(Beginning of Provided text)

Peter: That being said, I just want to stress that we have a current forecast, which is let’s be on gold and the dollar, which even what we’ve just said, people might be surprised about. For gold, for instance, it’s not a straight ride. We’ve got the waves to contend with, and currently there’s a potential at least for a fourth wave.

Steven: Right. In other words, the model we use deals in waves, and in five waves, so to speak, unfold in the direction of the main trend. And so we’ve had this tremendous gold rally, but we’ve just completed the third wave of this five wave move. And so we made a high in October. I think we’re in what’s called a fourth wave, which is a correction against the main trend. I don’t think that correction’s over. In our short-term update we’ve been really good in identifying the short-term moves within gold. 2023, when gold was at 1,815, we rode it all the way up and we identified the top of this third wave on October 17th, the day before the high.

Peter: We had a lot of the kind of sentiment that you get at the top. You had the man on the street suddenly showing an interest. The market being bullish, consensus hit 95, which was a 37-year-high. And you had a sentiment that we like to see, which is, in this case, very bullish.

Steven: Right. So I guess what we’re saying is that we’re in a period of correction in gold. I don’t think this correction is over. It’s probably going to last a little longer and probably take it a little deeper depending upon the pattern that wave four takes. But once the correction’s complete, I think then we go back up and make a new high in gold. So it’s going to be a little bit rough for gold holders, let’s say short to intermediate term, but longer term, I think everything’s going to be fine.

David: So I had a conversation with Pierre Lassonde, the founder of Franco-Nevada about a month ago. And he was suggesting the Dow/gold Ratio at a 1:1, and the two assets meeting at roughly 17,250. What would you see as that long-term price projection for gold, and where could the Dow meet it, in your view?

Steven: Well, it’s tough to say right now because I think there’s a potential for a blowoff move in gold, which Bob Prechter has talked about after we get through this correction period. And if that’s the case, then you’re going to get gold way up there, 15,000, 20,000 an ounce or higher, because that’s how blow-off moves tend to do in the precious metals where you get that fifth wave and it just goes up and up and up.

(End of Provided text)

Tasks:
1. In the gold forecast discussion, on what date was the top of the third wave identified?
2. Update the gold forecast discussion by rewriting the part starting at "Steven: Right. So" and ending at "to be fine.", with "rough" replaced by "difficult".

(Beginning of Extracted entries)

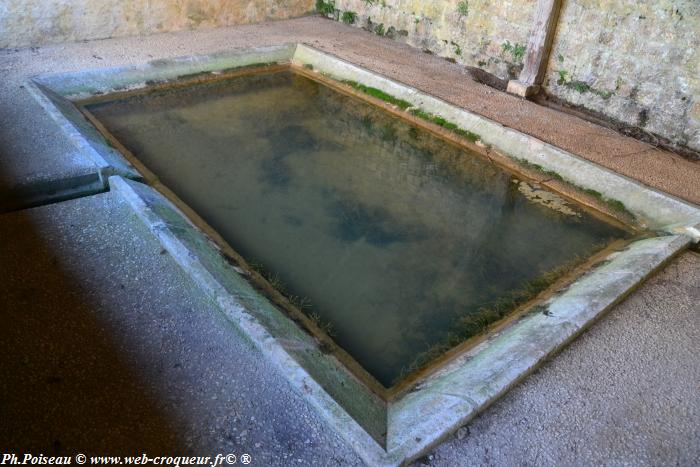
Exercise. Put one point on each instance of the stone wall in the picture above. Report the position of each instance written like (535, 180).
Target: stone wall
(481, 33)
(36, 22)
(635, 62)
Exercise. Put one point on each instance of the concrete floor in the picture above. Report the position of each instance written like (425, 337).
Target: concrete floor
(108, 347)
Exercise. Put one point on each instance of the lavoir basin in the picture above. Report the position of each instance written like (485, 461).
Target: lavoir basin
(403, 262)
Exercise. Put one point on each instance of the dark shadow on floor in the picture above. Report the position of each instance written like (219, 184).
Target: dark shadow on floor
(64, 386)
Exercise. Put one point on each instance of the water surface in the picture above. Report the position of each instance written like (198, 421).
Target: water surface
(390, 234)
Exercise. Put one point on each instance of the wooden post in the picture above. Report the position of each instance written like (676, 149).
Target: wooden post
(538, 47)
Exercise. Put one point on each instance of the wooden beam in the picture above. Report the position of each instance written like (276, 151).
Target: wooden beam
(538, 47)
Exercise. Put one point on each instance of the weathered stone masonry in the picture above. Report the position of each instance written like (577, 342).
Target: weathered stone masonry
(637, 63)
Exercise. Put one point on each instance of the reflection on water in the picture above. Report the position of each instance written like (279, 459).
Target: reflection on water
(391, 234)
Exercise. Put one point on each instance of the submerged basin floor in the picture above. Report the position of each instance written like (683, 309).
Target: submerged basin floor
(394, 240)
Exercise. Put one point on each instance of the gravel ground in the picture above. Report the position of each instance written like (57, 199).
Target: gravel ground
(107, 347)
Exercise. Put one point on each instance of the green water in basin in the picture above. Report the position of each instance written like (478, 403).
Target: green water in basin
(399, 243)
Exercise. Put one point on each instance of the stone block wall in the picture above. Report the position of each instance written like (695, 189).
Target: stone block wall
(637, 62)
(26, 23)
(634, 62)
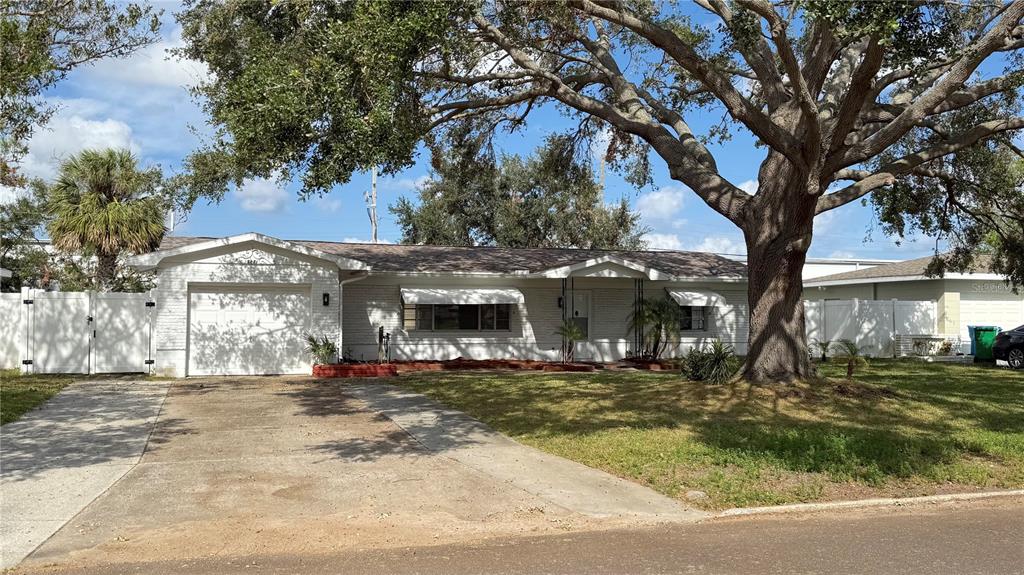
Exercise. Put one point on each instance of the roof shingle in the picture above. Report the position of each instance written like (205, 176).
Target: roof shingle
(908, 268)
(441, 259)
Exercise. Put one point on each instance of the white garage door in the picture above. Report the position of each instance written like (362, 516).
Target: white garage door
(248, 330)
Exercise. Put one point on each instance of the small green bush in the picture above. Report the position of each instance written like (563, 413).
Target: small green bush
(715, 363)
(322, 348)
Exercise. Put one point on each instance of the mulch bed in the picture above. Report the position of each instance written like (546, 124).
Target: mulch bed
(458, 364)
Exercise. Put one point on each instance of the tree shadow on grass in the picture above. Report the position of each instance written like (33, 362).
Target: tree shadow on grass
(394, 443)
(869, 438)
(85, 426)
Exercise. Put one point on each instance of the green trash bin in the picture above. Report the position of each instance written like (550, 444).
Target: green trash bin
(984, 337)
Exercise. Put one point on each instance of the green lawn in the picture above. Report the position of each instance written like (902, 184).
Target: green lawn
(19, 394)
(901, 429)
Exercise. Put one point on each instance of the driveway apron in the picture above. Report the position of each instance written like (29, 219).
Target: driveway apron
(253, 467)
(56, 459)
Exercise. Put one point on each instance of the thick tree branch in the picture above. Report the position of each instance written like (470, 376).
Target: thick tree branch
(860, 84)
(950, 82)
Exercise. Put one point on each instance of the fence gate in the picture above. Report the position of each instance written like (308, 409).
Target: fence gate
(76, 332)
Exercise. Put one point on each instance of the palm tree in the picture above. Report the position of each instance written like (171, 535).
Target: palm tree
(847, 352)
(657, 320)
(102, 205)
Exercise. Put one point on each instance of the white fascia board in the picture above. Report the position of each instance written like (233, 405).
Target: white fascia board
(893, 278)
(153, 259)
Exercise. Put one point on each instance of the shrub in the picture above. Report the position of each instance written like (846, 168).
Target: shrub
(322, 348)
(847, 353)
(570, 333)
(716, 363)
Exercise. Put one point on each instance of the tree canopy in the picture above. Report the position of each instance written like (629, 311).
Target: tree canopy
(103, 205)
(549, 200)
(41, 42)
(843, 97)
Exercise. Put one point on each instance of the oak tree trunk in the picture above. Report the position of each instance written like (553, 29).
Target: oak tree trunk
(776, 251)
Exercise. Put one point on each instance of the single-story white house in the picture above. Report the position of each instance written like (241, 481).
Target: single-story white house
(242, 305)
(962, 300)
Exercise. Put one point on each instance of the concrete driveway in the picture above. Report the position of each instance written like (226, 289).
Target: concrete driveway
(244, 468)
(57, 458)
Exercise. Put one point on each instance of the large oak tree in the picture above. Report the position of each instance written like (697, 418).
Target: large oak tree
(844, 98)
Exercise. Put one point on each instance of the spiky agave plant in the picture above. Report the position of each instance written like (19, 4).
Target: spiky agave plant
(570, 333)
(657, 320)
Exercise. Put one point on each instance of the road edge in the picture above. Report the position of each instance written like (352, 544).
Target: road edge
(867, 503)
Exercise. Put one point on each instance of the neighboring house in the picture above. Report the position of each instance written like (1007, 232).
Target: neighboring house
(816, 267)
(962, 300)
(241, 305)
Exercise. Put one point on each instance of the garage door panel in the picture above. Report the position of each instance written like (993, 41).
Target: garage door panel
(249, 332)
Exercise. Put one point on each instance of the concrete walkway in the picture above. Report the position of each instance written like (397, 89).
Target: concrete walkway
(570, 485)
(56, 459)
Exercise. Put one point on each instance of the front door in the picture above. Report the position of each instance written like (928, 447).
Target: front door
(580, 314)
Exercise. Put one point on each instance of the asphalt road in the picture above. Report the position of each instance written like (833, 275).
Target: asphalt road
(964, 539)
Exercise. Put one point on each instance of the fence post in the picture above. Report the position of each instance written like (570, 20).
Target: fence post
(27, 355)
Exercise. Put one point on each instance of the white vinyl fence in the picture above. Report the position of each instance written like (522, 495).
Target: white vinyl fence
(76, 332)
(871, 324)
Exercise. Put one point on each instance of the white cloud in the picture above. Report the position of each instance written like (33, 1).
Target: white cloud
(66, 135)
(663, 241)
(264, 194)
(719, 245)
(599, 144)
(660, 204)
(842, 254)
(153, 65)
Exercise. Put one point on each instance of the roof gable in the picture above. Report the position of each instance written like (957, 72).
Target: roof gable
(446, 260)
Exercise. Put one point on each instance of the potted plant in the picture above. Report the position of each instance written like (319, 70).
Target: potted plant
(324, 350)
(570, 333)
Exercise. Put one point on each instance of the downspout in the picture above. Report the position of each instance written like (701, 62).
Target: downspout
(341, 302)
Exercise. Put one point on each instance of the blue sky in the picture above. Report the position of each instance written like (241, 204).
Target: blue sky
(142, 102)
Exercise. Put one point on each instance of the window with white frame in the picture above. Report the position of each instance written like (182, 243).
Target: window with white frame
(693, 318)
(458, 317)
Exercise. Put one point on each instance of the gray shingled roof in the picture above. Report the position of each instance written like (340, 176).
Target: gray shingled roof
(388, 257)
(908, 268)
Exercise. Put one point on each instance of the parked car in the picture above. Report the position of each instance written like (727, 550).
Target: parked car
(1009, 346)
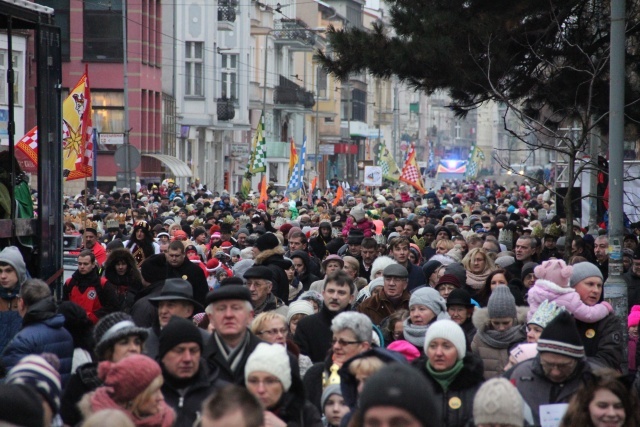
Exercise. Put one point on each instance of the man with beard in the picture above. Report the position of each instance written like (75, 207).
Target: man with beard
(141, 243)
(319, 242)
(91, 292)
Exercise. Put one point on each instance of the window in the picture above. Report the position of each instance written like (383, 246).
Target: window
(229, 68)
(108, 114)
(102, 31)
(321, 79)
(4, 66)
(194, 62)
(62, 20)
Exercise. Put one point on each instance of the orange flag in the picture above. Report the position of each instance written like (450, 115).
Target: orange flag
(339, 195)
(263, 190)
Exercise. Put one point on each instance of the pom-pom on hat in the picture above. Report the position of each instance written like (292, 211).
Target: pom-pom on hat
(555, 271)
(561, 337)
(129, 377)
(498, 402)
(270, 358)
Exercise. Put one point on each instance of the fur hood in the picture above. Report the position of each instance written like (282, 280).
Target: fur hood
(264, 255)
(481, 319)
(549, 285)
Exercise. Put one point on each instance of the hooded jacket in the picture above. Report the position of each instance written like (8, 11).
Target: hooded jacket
(10, 320)
(274, 260)
(42, 332)
(463, 387)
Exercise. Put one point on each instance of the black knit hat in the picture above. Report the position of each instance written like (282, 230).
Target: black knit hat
(267, 241)
(178, 331)
(561, 336)
(112, 328)
(459, 296)
(398, 385)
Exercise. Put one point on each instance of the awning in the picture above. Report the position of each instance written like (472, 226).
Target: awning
(179, 168)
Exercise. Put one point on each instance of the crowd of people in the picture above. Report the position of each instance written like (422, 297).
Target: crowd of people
(475, 304)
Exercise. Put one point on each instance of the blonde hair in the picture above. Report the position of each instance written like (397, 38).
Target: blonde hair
(468, 259)
(144, 397)
(108, 417)
(366, 366)
(262, 318)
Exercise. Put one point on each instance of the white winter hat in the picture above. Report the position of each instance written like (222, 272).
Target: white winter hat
(270, 358)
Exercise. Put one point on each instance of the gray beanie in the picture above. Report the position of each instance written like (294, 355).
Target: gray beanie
(450, 331)
(501, 303)
(430, 298)
(498, 402)
(12, 256)
(581, 271)
(326, 394)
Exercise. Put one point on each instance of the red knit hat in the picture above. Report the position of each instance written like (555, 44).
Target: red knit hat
(634, 316)
(129, 377)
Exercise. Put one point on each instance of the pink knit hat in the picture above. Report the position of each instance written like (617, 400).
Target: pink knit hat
(634, 316)
(129, 377)
(408, 350)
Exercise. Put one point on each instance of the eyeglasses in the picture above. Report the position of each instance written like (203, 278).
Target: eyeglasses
(559, 366)
(268, 382)
(343, 343)
(271, 332)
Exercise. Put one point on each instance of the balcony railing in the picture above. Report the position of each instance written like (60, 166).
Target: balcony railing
(287, 92)
(294, 32)
(227, 11)
(226, 109)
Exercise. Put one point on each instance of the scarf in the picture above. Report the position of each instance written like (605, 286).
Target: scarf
(477, 281)
(100, 400)
(504, 339)
(445, 378)
(233, 357)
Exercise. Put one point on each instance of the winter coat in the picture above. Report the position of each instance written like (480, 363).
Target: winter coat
(378, 307)
(602, 342)
(566, 297)
(143, 313)
(537, 390)
(152, 343)
(82, 382)
(313, 334)
(93, 293)
(186, 399)
(42, 332)
(633, 288)
(274, 260)
(463, 387)
(10, 321)
(156, 268)
(494, 359)
(294, 409)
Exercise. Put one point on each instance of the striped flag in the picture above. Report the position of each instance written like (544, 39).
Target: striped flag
(386, 161)
(259, 156)
(411, 173)
(297, 175)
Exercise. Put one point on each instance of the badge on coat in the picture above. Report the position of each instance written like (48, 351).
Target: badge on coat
(455, 403)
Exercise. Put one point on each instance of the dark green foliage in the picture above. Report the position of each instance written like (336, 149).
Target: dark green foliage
(544, 54)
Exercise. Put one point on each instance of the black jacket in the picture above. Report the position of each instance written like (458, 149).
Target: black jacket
(313, 334)
(84, 380)
(186, 398)
(464, 387)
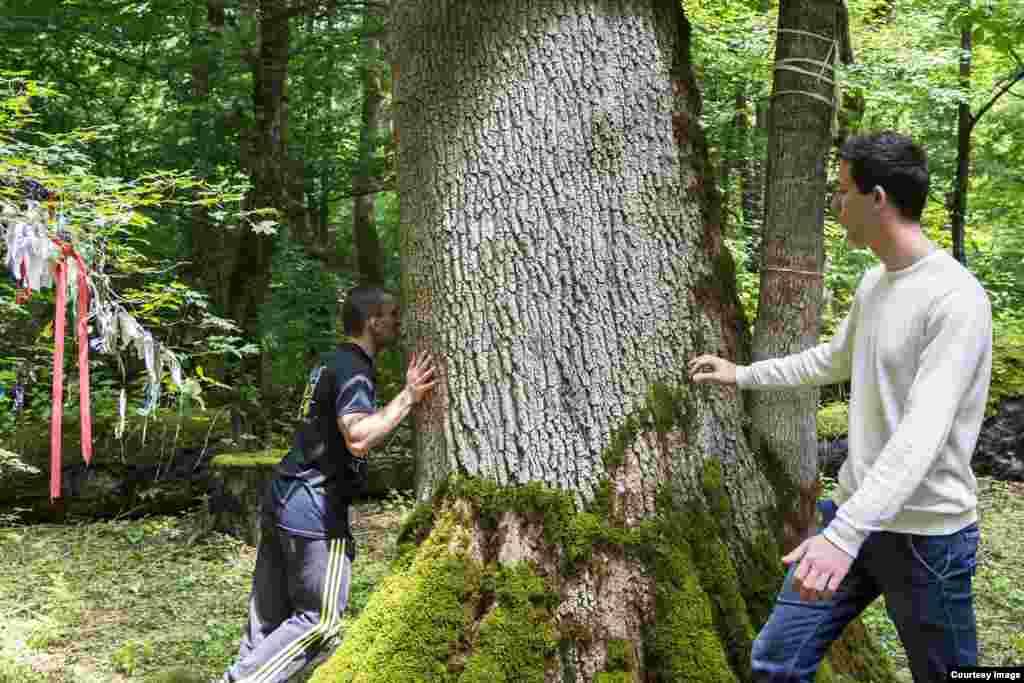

(End of Extracted entries)

Expected outputs:
1. October 17th, the day before the high.

2.
Steven: Right. So I guess what we’re saying is that we’re in a period of correction in gold. I don’t think this correction is over. It’s probably going to last a little longer and probably take it a little deeper depending upon the pattern that wave four takes. But once the correction’s complete, I think then we go back up and make a new high in gold. So it’s going to be a little bit difficult for gold holders, let’s say short to intermediate term, but longer term, I think everything’s going to be fine.